### [TASK DIRECTIONS]
Count the lines in the data below that contain the string "target". Matching is case-sensitive. Reply with the number alone.
DATASET ENTRIES start
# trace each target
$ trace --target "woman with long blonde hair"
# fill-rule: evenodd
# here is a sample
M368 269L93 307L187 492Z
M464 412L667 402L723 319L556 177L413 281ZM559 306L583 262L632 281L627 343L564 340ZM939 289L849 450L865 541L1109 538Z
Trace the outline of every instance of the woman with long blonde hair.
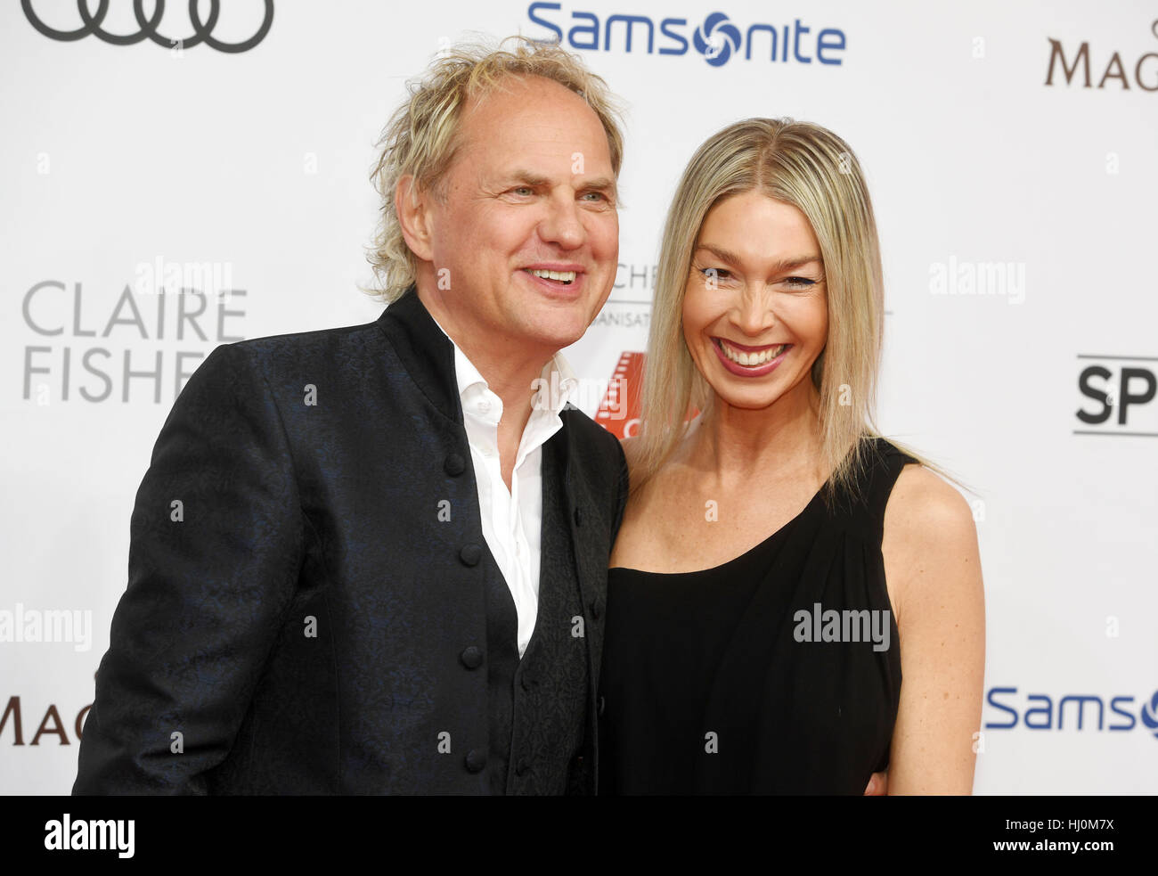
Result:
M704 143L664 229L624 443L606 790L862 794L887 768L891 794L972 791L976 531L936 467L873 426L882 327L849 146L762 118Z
DATASET ENTRIES end
DATASET ENTRIES start
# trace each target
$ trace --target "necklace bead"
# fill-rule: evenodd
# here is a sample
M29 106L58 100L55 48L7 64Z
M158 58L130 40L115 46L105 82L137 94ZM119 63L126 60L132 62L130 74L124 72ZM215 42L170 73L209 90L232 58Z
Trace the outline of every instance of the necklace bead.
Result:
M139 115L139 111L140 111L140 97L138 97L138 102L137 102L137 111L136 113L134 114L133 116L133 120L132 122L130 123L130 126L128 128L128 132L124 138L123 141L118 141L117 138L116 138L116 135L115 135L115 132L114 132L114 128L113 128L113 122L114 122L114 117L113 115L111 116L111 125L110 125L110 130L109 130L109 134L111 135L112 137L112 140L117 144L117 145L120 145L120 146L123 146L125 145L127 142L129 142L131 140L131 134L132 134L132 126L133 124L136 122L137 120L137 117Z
DATASET ENTRIES end
### [FINAL RESULT]
4